> _TEXTE_:
---
Une gestion « coûteuse et mal maîtrisée », « une impasse financière », une « valeur ajoutée faible » et des « résultats insuffisants »… Lorsqu'elle dresse le bilan des actions des deux fonds dédiés à l'emploi des personnes handicapées, la Cour des comptes n'y va pas avec le dos de la cuillère.
Un contrôle au peigne fin
Le 8 janvier 2018, après avoir contrôlé la gestion de l'Agefiph (pour le privé) et le Fiphfp (pour le public), l'institution chargée de la régularité des comptes publics publie son référé (en lien ci-dessous), adressant ses recommandations au Premier ministre et à Sophie Cluzel, secrétaire d'Etat en charge du handicap. Les deux organisations ne pourront pas, selon la Cour, faire l'économie d'une « refondation ». Les dispositifs d'aide à l'insertion professionnelle des personnes handicapées sont au cœur des débats (préoccupations ?) depuis plusieurs mois déjà et elle ne fait donc que confirmer les alertes récurrentes.
Un budget de fonctionnement trop élevé
La Cour des comptes reproche en premier lieu aux deux fonds leur « gestion coûteuse ». Et de s'attaquer aux dépenses de fonctionnement de l'Agefiph (sur la base de 10 % du montant total de son budget) qu'elle juge « sans aucun fondement, ni réglementaire, ni économique ». Le niveau des dépenses de personnel reste élevé, en raison de l'augmentation des effectifs, mais également « du niveau moyen de rémunération et de l'octroi d'importants avantages en nature aux cadres de direction, ainsi que du versement d'indemnités de licenciement et de transaction d'un montant élevé ». Le suivi des ressources des syndicats d'employeurs et de salariés représentés au conseil d'administration (2,3 M€ entre 2012 et 2015) est jugé « défaillant » tandis que l'apport réel des « rémunérations d'études ou d'actions spécifiques » (1,9 M€ sur la même période) soulève des « interrogations au regard de leur coût ». Le Fiphfp n'est pas en reste avec des coûts de gestion « à des niveaux élevés ».
---
> _SÉRIE DE TÂCHES_:
1. Dans le texte, à qui la Cour des comptes adresse-t-elle ses recommandations ?
2. Veuillez reproduire à l'identique le passage du texte allant de « Un contrôle au » jusqu'à « les alertes récurrentes. ».
Les entrées ne servent à rien ici.

> _DONNÉES FOURNIES_:
---
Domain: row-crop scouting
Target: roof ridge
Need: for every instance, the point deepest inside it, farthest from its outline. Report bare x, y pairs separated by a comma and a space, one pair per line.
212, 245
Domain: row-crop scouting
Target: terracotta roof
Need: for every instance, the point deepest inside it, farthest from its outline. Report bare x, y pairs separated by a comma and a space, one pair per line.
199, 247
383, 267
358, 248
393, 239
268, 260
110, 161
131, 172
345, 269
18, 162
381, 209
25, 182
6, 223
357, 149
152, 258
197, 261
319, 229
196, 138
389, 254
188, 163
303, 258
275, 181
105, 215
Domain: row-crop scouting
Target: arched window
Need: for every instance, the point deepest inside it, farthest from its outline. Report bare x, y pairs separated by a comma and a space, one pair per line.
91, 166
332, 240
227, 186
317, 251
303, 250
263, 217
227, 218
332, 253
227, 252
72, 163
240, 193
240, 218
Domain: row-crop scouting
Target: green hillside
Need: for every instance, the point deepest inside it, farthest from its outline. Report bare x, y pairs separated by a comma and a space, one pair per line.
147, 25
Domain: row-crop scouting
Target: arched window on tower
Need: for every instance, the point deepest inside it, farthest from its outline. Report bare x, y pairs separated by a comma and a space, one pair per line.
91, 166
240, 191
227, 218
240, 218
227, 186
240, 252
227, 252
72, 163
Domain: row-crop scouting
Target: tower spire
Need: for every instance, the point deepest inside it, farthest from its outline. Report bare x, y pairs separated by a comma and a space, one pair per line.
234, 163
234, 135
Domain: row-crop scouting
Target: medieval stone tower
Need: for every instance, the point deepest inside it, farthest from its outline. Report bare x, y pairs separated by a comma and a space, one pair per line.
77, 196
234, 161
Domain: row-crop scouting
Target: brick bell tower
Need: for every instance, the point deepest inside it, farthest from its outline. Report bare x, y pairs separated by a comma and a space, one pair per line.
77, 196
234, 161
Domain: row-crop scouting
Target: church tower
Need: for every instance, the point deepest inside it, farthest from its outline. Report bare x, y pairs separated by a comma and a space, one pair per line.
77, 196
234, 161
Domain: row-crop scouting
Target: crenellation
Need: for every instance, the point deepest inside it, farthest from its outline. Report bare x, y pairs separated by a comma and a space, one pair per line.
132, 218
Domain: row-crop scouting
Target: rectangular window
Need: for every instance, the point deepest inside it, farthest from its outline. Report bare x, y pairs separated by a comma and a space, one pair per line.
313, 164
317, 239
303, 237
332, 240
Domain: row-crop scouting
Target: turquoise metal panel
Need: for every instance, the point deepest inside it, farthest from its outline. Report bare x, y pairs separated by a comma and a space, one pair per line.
---
> _CORRIGÉS CI-DESSOUS_:
1. Au Premier ministre et à Sophie Cluzel, secrétaire d'Etat en charge du handicap.

2.
Un contrôle au peigne fin
Le 8 janvier 2018, après avoir contrôlé la gestion de l'Agefiph (pour le privé) et le Fiphfp (pour le public), l'institution chargée de la régularité des comptes publics publie son référé (en lien ci-dessous), adressant ses recommandations au Premier ministre et à Sophie Cluzel, secrétaire d'Etat en charge du handicap. Les deux organisations ne pourront pas, selon la Cour, faire l'économie d'une « refondation ». Les dispositifs d'aide à l'insertion professionnelle des personnes handicapées sont au cœur des débats (préoccupations ?) depuis plusieurs mois déjà et elle ne fait donc que confirmer les alertes récurrentes.